§ **About this task**: Exactly as written, print each record in the listing.

§ **Data for this exercise**:
=== Section Start ===
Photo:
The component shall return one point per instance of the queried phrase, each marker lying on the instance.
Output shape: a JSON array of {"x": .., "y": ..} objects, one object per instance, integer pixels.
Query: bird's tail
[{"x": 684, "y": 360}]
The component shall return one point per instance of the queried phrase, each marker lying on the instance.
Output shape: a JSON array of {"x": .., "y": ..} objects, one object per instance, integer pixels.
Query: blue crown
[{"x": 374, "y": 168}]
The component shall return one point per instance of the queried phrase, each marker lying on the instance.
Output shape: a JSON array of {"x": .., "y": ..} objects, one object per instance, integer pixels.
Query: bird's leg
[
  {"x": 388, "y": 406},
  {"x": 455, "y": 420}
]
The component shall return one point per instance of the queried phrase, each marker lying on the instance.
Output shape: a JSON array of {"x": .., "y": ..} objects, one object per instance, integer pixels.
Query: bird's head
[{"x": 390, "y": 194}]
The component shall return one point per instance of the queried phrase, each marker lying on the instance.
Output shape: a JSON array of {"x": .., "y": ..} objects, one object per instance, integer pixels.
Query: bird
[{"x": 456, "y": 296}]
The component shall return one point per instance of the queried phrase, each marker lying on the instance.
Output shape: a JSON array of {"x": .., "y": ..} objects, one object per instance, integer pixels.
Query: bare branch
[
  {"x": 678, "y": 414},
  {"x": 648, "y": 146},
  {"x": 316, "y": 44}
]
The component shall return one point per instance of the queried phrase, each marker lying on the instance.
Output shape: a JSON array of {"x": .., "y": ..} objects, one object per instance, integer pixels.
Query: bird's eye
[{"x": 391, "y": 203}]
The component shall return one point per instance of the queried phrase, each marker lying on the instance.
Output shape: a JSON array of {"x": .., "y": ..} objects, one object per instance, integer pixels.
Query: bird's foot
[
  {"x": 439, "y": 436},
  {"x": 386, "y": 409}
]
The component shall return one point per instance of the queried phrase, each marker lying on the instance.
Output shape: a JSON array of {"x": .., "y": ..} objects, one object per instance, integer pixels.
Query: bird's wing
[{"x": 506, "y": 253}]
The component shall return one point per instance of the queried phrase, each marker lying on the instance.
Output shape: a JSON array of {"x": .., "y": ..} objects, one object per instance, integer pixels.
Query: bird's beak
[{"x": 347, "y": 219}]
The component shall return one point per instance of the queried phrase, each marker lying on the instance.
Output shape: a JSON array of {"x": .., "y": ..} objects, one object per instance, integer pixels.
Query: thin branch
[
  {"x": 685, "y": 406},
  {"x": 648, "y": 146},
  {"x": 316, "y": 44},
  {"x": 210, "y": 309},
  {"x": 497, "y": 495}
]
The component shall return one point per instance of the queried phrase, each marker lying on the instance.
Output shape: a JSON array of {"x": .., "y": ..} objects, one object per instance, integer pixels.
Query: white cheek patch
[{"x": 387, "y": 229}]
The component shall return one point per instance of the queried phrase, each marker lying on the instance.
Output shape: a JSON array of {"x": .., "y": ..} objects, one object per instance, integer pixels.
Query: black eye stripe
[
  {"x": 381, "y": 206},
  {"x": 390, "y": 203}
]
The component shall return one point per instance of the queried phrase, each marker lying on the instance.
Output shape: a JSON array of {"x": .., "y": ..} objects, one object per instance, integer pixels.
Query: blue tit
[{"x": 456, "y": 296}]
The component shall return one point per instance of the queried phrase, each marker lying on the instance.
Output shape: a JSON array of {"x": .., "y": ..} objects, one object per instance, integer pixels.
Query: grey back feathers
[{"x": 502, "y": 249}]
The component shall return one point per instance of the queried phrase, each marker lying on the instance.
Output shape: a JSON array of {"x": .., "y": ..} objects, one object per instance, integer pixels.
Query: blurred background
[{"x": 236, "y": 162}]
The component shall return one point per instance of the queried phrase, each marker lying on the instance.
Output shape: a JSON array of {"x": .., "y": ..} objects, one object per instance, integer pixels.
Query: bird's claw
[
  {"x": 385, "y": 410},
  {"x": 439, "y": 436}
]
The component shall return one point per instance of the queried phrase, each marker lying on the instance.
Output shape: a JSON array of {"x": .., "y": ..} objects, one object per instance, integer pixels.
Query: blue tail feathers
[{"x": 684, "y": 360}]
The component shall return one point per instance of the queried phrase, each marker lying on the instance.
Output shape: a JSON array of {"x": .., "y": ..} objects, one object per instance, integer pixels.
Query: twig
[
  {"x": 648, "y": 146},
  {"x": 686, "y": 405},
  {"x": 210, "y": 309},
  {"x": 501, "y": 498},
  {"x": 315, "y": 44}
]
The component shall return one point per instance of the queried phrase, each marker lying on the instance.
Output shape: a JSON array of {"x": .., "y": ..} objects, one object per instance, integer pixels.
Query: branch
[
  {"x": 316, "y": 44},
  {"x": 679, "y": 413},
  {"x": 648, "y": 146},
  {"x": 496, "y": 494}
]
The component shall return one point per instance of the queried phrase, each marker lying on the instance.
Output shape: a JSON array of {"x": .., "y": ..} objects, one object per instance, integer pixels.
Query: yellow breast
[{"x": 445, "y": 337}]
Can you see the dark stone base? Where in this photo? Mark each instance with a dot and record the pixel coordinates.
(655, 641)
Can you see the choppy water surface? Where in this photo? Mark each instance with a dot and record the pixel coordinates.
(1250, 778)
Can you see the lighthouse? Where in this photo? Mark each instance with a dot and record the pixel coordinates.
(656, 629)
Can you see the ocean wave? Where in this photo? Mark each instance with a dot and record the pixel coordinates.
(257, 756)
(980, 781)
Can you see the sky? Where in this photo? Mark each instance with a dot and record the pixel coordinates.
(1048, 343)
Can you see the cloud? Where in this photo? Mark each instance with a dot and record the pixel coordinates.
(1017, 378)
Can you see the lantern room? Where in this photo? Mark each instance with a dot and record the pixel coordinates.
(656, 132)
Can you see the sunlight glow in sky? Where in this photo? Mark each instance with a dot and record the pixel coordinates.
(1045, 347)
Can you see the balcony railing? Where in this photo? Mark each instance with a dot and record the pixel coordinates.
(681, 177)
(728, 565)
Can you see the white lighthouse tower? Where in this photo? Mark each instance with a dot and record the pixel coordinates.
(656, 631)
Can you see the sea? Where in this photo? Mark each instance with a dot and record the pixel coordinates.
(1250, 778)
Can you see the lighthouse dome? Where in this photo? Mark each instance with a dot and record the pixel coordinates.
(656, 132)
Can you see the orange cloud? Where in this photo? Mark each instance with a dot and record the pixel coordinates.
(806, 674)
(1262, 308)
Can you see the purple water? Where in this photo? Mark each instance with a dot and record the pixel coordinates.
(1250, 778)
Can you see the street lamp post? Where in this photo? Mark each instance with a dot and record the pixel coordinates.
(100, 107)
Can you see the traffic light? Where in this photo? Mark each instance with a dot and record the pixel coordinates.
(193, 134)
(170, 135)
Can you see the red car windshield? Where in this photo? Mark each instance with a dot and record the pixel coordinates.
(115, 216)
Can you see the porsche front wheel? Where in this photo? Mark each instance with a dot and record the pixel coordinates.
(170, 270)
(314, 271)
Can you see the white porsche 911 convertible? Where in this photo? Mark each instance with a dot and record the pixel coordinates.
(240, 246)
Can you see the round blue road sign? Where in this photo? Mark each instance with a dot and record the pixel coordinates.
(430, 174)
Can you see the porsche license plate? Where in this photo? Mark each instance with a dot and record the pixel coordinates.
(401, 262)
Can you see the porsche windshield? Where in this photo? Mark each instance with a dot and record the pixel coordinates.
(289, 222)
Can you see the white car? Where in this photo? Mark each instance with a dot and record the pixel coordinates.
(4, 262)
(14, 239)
=== Section End ===
§ **Exercise solution**:
Photo:
The component shall return one point per instance of the queried phrase, each marker lying on the instance.
Output shape: a JSON array of {"x": .., "y": ..} objects, one object per instance, integer pixels.
Query: bird's tail
[{"x": 684, "y": 360}]
The component shall return one point per instance of the queried phrase, each marker lying on the instance.
Output shape: a JSON array of {"x": .., "y": ..} objects, one object per instance, integer pixels.
Query: blue crown
[{"x": 374, "y": 168}]
The component shall return one point per instance of the queried phrase, each marker lying on the instance.
Output shape: a JSON array of {"x": .., "y": ..} objects, one object per instance, integer pixels.
Query: bird's leg
[
  {"x": 388, "y": 406},
  {"x": 455, "y": 420}
]
The component shall return one point per instance of the queried phrase, each marker lying on the instance.
Output shape: a JSON array of {"x": .., "y": ..} objects, one object per instance, integer pixels.
Query: bird's head
[{"x": 390, "y": 194}]
The component shall return one point per instance of the queried phrase, each marker lying on the instance.
Output shape: a JSON array of {"x": .., "y": ..} objects, one object per instance, integer pixels.
Query: bird
[{"x": 456, "y": 296}]
The component shall return one point per instance of the queried phrase, each marker lying on the instance.
Output shape: a JSON array of {"x": .., "y": ..} objects, one object per instance, integer pixels.
Query: bare branch
[
  {"x": 678, "y": 414},
  {"x": 648, "y": 146},
  {"x": 316, "y": 44}
]
The component shall return one point per instance of the queried phrase, each marker lying on the instance.
Output shape: a JSON array of {"x": .., "y": ..} objects, one object per instance, integer pixels.
Query: bird's eye
[{"x": 391, "y": 203}]
The component shall return one point per instance of the queried phrase, each marker lying on the instance.
Output shape: a JSON array of {"x": .., "y": ..} objects, one object per instance, integer pixels.
Query: bird's foot
[
  {"x": 439, "y": 436},
  {"x": 386, "y": 409}
]
The component shall return one point per instance of the queried phrase, each marker lying on the instance.
Output shape: a JSON array of {"x": .., "y": ..} objects, one object per instance, integer pixels.
Query: bird's wing
[{"x": 506, "y": 253}]
The component shall return one point per instance of the queried phrase, each marker lying on the instance.
Output shape: a JSON array of {"x": .., "y": ..} objects, one object per instance, integer pixels.
Query: bird's beak
[{"x": 347, "y": 219}]
The component shall return one point per instance of the queried phrase, each marker lying on the instance.
Output shape: a JSON array of {"x": .., "y": ..} objects, one object per instance, integer pixels.
Query: thin branch
[
  {"x": 685, "y": 406},
  {"x": 648, "y": 146},
  {"x": 316, "y": 44},
  {"x": 210, "y": 309},
  {"x": 497, "y": 495}
]
The component shall return one point per instance of the queried phrase, each marker lying on the instance.
Output shape: a JSON array of {"x": .., "y": ..} objects, one object per instance, integer pixels.
Query: white cheek patch
[{"x": 387, "y": 229}]
The component shall return one point per instance of the queried phrase, each marker lying on the instance.
Output shape: a JSON array of {"x": .., "y": ..} objects, one object per instance, integer pixels.
Query: black eye stripe
[
  {"x": 381, "y": 206},
  {"x": 390, "y": 203}
]
The component shall return one point per instance of the queried phrase, each marker lying on the instance.
Output shape: a JSON array of {"x": .., "y": ..} objects, one object per instance, integer pixels.
Query: blue tit
[{"x": 456, "y": 296}]
The component shall return one point per instance of the queried phrase, each marker lying on the instance.
Output shape: a JSON array of {"x": .., "y": ..} objects, one object per instance, integer pixels.
Query: grey back feathers
[{"x": 502, "y": 249}]
The component shall return one point per instance of the queried phrase, each marker lying on the instance.
Output shape: a JSON array of {"x": .., "y": ..} objects, one object per instance, integer pixels.
Query: blurred background
[{"x": 236, "y": 162}]
The component shall return one point per instance of the queried phrase, each marker lying on the instance.
Output shape: a JSON array of {"x": .., "y": ..} objects, one object per instance, integer pixels.
Query: bird's claw
[
  {"x": 385, "y": 410},
  {"x": 439, "y": 436}
]
The component shall return one point per instance of the queried phrase, each marker lying on the instance.
Output shape: a JSON array of {"x": .., "y": ..} objects, one object per instance, integer pixels.
Query: blue tail feathers
[{"x": 684, "y": 360}]
The component shall return one point per instance of the queried phrase, each marker lying on the instance.
Output shape: a JSON array of {"x": .., "y": ..} objects, one object per instance, integer pixels.
Query: twig
[
  {"x": 648, "y": 146},
  {"x": 686, "y": 405},
  {"x": 210, "y": 309},
  {"x": 501, "y": 498},
  {"x": 315, "y": 44}
]
The component shall return one point per instance of the queried phrase, each marker lying on the instance.
Output shape: a JSON array of {"x": .., "y": ..} objects, one object per instance, integer pixels.
Query: branch
[
  {"x": 316, "y": 44},
  {"x": 679, "y": 413},
  {"x": 648, "y": 146},
  {"x": 496, "y": 494}
]
The component shall return one point per instance of the queried phrase, each marker lying on the instance.
Output shape: a JSON array of {"x": .., "y": ..} objects, one object per instance, integer pixels.
Query: yellow breast
[{"x": 445, "y": 337}]
Can you see the dark stone base? Where in this photo? Mark each instance with a dot and record the pixel coordinates.
(655, 641)
Can you see the choppy water surface? Where in this photo? Mark each instance with a dot and record the pixel coordinates.
(1250, 778)
Can you see the lighthouse? Where in this photo? Mark each instance with a dot and record the pixel coordinates.
(656, 629)
Can you see the ocean wave? Where in this photo? Mark each instance with a dot and record the pixel coordinates.
(257, 756)
(980, 781)
Can you see the sky? Where in this photo? Mark each instance with a dot and record the pixel coordinates.
(1048, 343)
Can you see the cloud? Where in this photo? Mark each instance with a dot and record the pixel coordinates.
(1017, 378)
Can you see the lantern room? Where in this photo? Mark each instance with a dot and record the pixel coordinates.
(656, 132)
Can you see the sunlight glow in sky? Where in this photo? Mark each instance with a dot and record the pixel coordinates.
(1045, 347)
Can you see the balcony railing? Where in this photo? Mark each instance with a dot and record the pixel coordinates.
(681, 177)
(728, 565)
Can you see the white lighthouse tower? Where in this photo? Mark each instance with a dot and record the pixel coordinates.
(656, 631)
Can you see the sea? Where in this photo? Mark each instance with a dot and record the pixel coordinates.
(1250, 778)
Can you see the lighthouse dome? Where in this photo? Mark each instance with a dot and record the pixel coordinates.
(656, 132)
Can you see the orange cloud? Where in this photo? Mark each instance with a dot and record the pixel coordinates.
(806, 674)
(1262, 308)
Can you see the purple water? Where in this photo? Mark each instance with a dot and record the pixel coordinates.
(1250, 778)
Can you see the street lamp post? Where in this photo? Mark each instance with a dot and record the pixel coordinates.
(100, 107)
Can you see the traffic light? Where in this photo? Mark each instance with a dot and record the pixel coordinates.
(193, 134)
(170, 135)
Can you see the red car windshield? Where in this photo? Mark each instance with a dot and record the pixel coordinates.
(115, 216)
Can you see the porsche front wheel? Where in this photo? Mark each instance with a dot and record the pixel coordinates.
(170, 270)
(314, 271)
Can you see the white porsche 911 convertible? Where in this photo? Mark each instance with a dot and record the pixel coordinates.
(240, 246)
Can you see the round blue road sign? Where in this photo? Mark each instance with a dot and record the pixel coordinates.
(430, 174)
Can you see the porsche license plate? Where in this photo? Mark each instance with a dot and record the pixel coordinates.
(401, 262)
Can you see the porsche windshield? Where in this photo? Mark each instance with a dot and record the pixel coordinates.
(289, 222)
Can you see the white car? Where in this photo? Mark each instance with a dot and record the pixel coordinates.
(4, 262)
(14, 239)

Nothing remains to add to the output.